Stored records
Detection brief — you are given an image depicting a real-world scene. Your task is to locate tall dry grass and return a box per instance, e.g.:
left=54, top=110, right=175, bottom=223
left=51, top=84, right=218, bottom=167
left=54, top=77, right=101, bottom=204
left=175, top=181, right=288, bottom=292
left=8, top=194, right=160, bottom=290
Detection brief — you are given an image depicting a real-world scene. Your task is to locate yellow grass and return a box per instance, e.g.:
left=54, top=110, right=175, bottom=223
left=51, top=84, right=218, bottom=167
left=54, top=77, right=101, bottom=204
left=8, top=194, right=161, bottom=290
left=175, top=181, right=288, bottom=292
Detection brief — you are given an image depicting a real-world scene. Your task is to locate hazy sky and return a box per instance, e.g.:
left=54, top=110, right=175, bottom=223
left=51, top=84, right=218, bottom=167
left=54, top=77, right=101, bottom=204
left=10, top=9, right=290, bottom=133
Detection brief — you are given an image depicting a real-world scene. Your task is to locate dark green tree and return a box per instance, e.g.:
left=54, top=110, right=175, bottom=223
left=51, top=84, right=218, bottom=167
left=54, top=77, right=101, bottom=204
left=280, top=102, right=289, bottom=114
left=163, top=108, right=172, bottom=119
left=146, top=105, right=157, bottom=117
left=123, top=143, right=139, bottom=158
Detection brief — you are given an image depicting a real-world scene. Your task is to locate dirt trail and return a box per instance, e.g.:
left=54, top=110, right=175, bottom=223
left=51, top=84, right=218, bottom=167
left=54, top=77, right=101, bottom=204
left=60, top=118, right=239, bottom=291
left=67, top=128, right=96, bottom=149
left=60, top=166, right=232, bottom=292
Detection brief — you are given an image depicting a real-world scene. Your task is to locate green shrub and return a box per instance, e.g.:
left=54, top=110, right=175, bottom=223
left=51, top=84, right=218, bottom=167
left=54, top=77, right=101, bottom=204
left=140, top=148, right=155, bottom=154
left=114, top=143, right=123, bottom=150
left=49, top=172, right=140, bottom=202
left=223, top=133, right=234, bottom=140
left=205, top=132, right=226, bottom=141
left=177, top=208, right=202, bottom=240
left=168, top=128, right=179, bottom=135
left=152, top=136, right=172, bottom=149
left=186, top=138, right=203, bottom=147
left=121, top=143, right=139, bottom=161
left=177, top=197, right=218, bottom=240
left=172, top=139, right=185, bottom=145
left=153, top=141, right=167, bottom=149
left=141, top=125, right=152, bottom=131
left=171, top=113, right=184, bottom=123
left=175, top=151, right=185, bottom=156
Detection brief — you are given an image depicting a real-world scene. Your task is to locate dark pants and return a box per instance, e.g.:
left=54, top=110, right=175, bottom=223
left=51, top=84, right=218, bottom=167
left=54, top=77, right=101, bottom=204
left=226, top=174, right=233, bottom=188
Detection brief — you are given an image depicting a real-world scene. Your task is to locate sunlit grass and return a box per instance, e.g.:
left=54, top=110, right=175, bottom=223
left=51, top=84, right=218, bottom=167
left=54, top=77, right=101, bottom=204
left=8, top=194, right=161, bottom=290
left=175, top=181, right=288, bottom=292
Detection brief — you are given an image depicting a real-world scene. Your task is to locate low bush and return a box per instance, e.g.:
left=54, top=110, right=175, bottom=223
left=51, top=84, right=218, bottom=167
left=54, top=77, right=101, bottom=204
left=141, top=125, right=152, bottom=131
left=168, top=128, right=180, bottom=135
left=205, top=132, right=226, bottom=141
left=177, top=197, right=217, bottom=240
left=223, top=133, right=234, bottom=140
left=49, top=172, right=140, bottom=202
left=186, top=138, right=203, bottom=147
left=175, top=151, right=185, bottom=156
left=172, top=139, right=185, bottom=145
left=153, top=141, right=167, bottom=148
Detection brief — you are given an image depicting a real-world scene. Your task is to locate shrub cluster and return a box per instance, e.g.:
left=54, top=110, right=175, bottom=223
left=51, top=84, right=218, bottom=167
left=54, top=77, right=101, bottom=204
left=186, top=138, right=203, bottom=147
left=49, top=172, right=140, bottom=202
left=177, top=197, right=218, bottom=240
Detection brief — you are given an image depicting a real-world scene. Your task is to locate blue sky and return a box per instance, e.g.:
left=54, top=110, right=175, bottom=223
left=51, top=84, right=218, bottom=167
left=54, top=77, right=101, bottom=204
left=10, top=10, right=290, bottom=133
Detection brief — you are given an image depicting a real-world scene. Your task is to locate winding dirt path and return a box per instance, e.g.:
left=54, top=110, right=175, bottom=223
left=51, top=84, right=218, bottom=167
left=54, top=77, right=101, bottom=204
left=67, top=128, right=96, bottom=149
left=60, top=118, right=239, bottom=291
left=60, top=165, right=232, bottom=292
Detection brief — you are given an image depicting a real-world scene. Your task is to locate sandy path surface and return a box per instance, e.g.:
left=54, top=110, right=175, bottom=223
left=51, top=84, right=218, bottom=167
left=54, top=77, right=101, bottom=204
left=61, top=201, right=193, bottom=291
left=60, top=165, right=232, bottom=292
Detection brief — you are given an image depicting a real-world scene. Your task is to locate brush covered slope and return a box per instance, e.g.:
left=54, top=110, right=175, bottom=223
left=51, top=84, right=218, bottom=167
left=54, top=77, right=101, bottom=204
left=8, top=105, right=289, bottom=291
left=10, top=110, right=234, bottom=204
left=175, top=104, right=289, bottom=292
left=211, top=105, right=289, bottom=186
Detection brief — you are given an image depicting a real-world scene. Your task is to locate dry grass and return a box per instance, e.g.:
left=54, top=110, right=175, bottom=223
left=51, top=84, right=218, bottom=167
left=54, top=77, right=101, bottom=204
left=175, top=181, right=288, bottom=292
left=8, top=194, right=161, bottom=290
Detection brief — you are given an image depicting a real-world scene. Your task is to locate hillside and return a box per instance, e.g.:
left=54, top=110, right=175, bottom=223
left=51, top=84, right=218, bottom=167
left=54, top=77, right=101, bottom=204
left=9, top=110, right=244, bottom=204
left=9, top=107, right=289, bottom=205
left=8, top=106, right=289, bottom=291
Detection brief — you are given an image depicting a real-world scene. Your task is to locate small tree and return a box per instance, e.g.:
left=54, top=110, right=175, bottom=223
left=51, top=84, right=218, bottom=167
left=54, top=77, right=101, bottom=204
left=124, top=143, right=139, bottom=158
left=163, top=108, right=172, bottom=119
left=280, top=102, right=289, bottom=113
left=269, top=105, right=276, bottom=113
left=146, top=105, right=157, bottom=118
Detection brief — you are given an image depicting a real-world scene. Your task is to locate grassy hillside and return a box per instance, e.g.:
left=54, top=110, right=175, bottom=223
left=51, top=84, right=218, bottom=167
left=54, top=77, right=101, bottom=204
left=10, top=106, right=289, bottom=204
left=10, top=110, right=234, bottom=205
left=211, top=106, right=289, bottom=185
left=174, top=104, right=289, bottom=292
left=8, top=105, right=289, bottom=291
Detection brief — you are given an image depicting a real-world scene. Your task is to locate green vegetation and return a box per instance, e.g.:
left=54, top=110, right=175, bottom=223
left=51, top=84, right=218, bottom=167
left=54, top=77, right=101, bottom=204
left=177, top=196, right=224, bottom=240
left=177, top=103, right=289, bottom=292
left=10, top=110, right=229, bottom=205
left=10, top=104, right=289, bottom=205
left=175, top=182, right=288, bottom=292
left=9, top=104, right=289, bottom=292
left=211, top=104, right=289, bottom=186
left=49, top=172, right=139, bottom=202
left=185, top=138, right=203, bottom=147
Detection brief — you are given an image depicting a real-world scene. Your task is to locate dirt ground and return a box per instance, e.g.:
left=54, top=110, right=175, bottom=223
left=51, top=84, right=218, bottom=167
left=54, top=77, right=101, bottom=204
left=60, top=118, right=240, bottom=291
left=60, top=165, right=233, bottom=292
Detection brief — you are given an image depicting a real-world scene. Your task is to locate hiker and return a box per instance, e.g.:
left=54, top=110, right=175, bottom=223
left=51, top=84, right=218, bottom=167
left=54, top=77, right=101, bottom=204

What you should do |
Examine the entries and say how many of their lines hold the word "dirt". No other words should accompany the number.

Response to the exercise |
3